*Problem to solve*. Pictures do not belong in the copy. Return all of the entries exactly.

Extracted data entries

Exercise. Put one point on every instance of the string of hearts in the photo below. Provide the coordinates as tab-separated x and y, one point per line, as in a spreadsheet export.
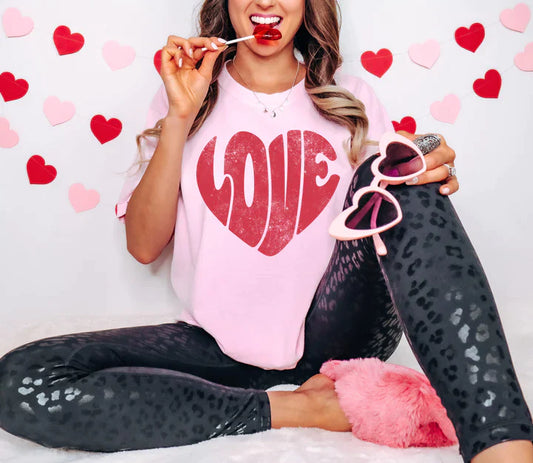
118	57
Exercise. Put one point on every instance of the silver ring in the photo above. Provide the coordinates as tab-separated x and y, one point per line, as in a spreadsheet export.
427	143
452	171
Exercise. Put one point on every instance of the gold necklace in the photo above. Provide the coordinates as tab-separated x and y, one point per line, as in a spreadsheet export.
267	110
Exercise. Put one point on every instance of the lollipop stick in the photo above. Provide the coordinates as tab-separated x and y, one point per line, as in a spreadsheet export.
231	42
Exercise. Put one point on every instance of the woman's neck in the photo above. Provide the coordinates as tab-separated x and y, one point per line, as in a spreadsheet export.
260	74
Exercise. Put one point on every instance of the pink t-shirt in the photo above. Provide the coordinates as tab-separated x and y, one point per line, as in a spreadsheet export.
257	197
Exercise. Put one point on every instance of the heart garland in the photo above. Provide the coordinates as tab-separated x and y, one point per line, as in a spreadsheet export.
408	124
39	173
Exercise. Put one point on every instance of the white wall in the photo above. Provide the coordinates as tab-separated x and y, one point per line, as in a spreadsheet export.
56	262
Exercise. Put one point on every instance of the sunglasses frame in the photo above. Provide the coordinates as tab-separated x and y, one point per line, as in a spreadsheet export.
338	228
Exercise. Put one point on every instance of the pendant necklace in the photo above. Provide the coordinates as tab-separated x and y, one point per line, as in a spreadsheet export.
273	112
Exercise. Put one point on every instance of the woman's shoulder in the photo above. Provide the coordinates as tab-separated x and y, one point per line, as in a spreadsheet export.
355	85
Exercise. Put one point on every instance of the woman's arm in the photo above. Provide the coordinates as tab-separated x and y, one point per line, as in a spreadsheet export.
151	214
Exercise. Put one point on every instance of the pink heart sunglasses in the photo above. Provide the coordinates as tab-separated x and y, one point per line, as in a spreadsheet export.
374	209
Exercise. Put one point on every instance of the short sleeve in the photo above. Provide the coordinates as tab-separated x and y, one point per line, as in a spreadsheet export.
158	109
379	121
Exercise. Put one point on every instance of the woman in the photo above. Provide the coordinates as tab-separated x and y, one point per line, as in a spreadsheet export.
233	177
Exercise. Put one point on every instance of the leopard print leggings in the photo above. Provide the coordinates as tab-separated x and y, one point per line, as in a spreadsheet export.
169	385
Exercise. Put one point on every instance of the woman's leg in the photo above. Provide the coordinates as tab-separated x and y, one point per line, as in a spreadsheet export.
129	388
450	319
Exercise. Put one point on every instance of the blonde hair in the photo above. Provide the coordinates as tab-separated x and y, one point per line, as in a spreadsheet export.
318	42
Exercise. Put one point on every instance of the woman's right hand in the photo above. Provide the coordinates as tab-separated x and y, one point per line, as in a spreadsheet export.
185	85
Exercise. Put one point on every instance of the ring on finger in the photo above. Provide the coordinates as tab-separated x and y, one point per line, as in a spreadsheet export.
452	171
428	142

*Result below*.
Exercise. Put one point on every instance of the string of hearts in the photo below. Provide the coordinates as tab-separated x and y, one point per line, as in a spreadsheet export.
118	57
Exercise. Put one point on every instance of the silver ring in the photo above. Provide the coordinates as tab-separated x and y, one point per line, as in a spreadsheet export.
427	143
452	171
Exercise. Put one point on every instance of the gold necklace in the photo above. Provide the coordinates as tab-separated x and y, one point per line, as in a spreadsheet export.
267	110
Exercise. Put one point on every instance of the lollipop stick in the photo above. Provide the coordinates as tab-separated x and y, one point per line, as in a spreadsheet export.
231	42
Exercise. Put one point on every instance of the woman's neck in the photo above. Provide the coordinates as tab-separated x and y, one point per line, as in a spreadsheet export.
260	74
Exercise. Put one point on every instance of the pink t-shirt in the photo above. Provide the coordinates as tab-separated x and y, one point per line, as in a spreadsheet export.
257	197
Exercise. Put one point on every instance of the heart garland in the photo above. Provide the coordinates as tab-separated x and y, one point per line, as in a spreadsheet export.
408	124
39	173
Exercise. Put one point on every instance of the white wall in the photo above. Provide the coordinates as tab-separated x and y, one point per line, as in a spreadsheet export.
56	262
Exercise. Put one point on every instance of the sunglasses frame in the photo above. Provide the coordinates as tab-separated x and y, one point per line, as in a spreadsheet export.
338	228
Exercise. Put one point on every instance of the pendant necklace in the photo above. Provide the coordinates as tab-separated x and y, one point per line, as in a spreadsheet export.
273	112
Exercise. Put one point on every instance of the woman's shoulder in the photo above. Provide the coordinates as tab-separated x and y, one point per line, as in a spreadsheet export.
355	85
Exercise. Put one point on every instance of the woman's arm in the photo above. Provide the coordinates as tab-separated x and y, one point per line, as in a spreadsheet export.
151	214
Exercise. Put one point on every instance of the pink heart sunglasses in the photo above. Provide the coordinates as tab-separated x and y, one point per line, as in a spreadsheet export.
374	209
Exercise. Put one point on every instance of the short sleeve in the photo above. Provide the coordinates as tab-separated x and y, one point per line, as in a spreadsheet export.
158	109
379	121
Exercise. Put one point on every instance of the woman in the photo above. Provide the coordinates as tab-separated x and y, one point per line, as in a spreadsheet export.
233	177
Exercise. Put one point on every instance of the leopard print leggings in the photo above. Provide the coordinates as tab-separated x and y, one point per line, as in a spreadsheet export.
169	385
Exercise. Put one point on every instance of the woman's leg in the photo above. Provide the coordinates as tab-separated x and y, one point per line, as in a spreadsheet export.
129	388
450	319
Exercise. Put one point on every instance of the blonde hair in the photo above. Provide the coordinates as tab-separated x and y, one point per line, as in a spreadsheet export.
318	42
Exercise. Put one point on every instance of the woman's right hand in the photo above. Provide the coordinates as tab-separated x and y, one point per line, as in a spreadsheet export.
185	85
Exercise. Put one point on every instance of the ring on finger in the photo above. Provide the coordinates as tab-separated x and y, one point per line, as in a spreadsheet export.
452	171
428	142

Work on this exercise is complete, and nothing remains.